◆ **What you have to do**
Filter these records by the string "woman", copying each line that holds it.

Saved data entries

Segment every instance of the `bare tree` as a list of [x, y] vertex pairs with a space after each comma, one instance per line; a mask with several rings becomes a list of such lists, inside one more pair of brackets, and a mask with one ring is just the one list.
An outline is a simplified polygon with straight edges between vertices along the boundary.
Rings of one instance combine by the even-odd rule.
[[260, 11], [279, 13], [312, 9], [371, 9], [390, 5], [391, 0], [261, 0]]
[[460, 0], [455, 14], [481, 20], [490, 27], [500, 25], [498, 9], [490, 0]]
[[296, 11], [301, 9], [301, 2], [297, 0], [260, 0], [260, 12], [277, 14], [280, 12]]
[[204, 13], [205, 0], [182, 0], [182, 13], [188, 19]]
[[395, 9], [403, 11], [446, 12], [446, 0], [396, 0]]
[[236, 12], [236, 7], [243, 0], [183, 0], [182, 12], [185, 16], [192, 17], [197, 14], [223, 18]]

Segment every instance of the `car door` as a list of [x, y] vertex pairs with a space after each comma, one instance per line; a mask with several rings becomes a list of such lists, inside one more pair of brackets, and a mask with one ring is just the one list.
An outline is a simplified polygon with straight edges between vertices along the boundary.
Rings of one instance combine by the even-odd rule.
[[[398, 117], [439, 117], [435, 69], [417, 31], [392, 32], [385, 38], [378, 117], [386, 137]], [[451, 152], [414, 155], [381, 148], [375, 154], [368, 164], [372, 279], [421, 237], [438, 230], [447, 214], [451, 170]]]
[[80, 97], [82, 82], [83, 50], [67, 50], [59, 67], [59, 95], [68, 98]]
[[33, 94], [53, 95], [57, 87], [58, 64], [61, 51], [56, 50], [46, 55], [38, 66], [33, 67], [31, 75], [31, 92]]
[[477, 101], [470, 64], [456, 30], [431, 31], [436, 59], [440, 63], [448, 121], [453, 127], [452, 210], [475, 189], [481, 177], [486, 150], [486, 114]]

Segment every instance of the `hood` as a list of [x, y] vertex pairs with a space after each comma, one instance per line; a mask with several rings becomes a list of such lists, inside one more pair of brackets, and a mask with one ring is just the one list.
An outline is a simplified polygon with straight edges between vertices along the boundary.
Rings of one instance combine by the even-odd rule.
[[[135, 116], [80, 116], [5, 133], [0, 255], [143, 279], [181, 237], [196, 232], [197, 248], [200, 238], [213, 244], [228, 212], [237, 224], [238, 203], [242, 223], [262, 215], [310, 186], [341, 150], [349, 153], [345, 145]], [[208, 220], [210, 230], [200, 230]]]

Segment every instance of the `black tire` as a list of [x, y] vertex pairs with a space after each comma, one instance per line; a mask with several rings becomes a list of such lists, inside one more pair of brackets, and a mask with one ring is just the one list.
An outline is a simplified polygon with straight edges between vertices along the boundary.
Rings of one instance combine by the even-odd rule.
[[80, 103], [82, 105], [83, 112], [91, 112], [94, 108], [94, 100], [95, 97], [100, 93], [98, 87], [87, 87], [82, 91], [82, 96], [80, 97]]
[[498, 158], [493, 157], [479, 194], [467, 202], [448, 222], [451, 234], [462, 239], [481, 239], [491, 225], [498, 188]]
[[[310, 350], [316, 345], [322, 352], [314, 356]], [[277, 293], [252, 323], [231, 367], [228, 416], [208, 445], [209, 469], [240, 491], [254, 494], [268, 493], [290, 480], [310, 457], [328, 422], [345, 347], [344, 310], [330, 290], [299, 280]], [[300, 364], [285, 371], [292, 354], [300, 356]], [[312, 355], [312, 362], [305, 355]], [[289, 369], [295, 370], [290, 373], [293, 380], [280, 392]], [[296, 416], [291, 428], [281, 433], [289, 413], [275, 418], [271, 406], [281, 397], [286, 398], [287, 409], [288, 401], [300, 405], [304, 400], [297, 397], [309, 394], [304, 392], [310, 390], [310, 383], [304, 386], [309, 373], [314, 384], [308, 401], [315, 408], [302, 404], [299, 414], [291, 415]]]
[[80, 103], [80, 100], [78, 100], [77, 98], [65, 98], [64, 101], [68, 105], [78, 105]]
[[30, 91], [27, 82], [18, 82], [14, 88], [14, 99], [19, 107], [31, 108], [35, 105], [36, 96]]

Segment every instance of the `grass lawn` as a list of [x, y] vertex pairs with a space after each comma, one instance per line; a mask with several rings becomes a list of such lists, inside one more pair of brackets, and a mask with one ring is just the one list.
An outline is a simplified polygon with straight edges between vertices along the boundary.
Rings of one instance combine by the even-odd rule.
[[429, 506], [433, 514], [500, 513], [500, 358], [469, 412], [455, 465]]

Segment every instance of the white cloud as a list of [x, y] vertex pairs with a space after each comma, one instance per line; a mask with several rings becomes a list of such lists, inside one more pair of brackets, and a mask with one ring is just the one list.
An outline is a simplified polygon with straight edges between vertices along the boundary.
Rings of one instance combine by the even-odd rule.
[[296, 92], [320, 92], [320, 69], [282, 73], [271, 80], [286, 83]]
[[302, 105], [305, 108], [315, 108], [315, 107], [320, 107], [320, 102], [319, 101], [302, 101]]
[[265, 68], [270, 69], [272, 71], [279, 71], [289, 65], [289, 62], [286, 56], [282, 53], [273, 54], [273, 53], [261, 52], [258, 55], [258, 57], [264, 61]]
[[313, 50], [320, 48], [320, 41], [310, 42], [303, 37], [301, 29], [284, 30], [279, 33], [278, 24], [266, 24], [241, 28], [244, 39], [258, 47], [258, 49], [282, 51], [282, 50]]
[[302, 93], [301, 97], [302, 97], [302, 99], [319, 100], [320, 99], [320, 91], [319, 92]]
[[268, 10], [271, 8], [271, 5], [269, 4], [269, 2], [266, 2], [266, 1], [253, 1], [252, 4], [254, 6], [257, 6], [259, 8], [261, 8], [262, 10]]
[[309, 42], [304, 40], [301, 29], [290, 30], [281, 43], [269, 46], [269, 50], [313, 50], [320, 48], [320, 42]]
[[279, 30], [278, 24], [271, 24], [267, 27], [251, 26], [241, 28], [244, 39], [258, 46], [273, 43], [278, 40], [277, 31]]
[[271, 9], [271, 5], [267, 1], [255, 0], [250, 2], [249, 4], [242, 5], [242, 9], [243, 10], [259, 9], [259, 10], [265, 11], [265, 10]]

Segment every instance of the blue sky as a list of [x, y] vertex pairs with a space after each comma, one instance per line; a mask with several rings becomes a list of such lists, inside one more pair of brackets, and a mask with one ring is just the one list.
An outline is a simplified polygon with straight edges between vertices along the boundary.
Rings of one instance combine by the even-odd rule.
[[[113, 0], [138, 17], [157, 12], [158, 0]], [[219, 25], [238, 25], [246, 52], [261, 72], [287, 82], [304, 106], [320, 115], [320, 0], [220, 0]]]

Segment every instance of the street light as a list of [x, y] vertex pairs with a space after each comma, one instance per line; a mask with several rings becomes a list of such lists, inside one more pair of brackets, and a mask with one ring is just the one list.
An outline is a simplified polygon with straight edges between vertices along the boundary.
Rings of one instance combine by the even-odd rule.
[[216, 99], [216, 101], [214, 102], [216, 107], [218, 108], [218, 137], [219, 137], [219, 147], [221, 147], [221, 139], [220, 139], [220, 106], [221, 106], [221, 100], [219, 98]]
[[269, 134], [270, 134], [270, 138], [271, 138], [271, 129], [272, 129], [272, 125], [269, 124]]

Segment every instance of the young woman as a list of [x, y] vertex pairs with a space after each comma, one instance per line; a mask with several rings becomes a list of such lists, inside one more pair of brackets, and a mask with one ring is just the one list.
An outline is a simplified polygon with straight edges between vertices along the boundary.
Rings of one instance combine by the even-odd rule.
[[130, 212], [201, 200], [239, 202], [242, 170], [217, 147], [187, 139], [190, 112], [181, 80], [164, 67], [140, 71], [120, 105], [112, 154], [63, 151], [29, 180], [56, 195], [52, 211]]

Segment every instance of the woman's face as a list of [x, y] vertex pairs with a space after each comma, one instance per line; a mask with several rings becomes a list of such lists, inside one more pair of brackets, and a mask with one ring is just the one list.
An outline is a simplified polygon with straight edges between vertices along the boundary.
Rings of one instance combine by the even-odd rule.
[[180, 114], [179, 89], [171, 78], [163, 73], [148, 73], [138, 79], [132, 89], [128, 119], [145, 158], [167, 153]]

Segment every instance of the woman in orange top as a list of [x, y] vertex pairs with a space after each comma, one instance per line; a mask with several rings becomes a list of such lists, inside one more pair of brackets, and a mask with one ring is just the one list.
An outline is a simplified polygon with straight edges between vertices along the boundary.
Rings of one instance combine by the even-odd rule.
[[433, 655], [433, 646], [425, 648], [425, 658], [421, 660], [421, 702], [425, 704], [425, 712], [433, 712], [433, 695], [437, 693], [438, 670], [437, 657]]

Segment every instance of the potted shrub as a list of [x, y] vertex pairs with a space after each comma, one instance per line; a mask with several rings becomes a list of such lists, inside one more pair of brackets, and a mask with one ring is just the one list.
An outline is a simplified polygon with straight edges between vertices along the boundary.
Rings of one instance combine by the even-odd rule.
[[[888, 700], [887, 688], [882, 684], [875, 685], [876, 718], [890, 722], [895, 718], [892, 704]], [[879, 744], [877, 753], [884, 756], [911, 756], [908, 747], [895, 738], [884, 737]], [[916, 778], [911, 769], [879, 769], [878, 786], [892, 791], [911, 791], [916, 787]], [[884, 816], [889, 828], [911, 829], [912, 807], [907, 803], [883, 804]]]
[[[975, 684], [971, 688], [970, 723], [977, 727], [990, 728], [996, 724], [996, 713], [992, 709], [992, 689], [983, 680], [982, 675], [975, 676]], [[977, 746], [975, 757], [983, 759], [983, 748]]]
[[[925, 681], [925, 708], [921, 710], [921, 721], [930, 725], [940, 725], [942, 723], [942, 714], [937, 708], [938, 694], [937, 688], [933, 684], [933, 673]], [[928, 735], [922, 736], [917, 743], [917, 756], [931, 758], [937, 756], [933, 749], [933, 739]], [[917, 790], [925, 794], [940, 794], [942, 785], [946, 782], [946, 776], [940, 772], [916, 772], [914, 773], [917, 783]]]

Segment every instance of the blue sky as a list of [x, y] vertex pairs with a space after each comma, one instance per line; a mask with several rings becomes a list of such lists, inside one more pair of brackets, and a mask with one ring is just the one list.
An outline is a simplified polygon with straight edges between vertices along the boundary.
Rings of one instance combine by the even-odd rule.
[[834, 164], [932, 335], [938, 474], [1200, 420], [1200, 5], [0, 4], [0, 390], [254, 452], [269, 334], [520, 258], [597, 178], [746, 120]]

◆ **Output for this task**
Segment every instance of the young woman as a list of [x, y] vertex pairs with a space after each comma, one instance per line; a mask with several rings becomes a list of such lists, inside one more pair of brackets, and a mask with one ring is just the one list.
Segment every instance of the woman's face as a list of [x, y] vertex pairs with a space after each comma, one instance per line; a mask with several rings becomes a list of such lists, inside one more pair of brackets, and a mask with one ring is just the one list.
Segment every instance of the woman in orange top as a list of [x, y] vertex pairs with a space after each comma, one instance per line; a mask with several rings becomes a list of such lists, inside one more pair of brackets, and a mask with one ring is just the one list.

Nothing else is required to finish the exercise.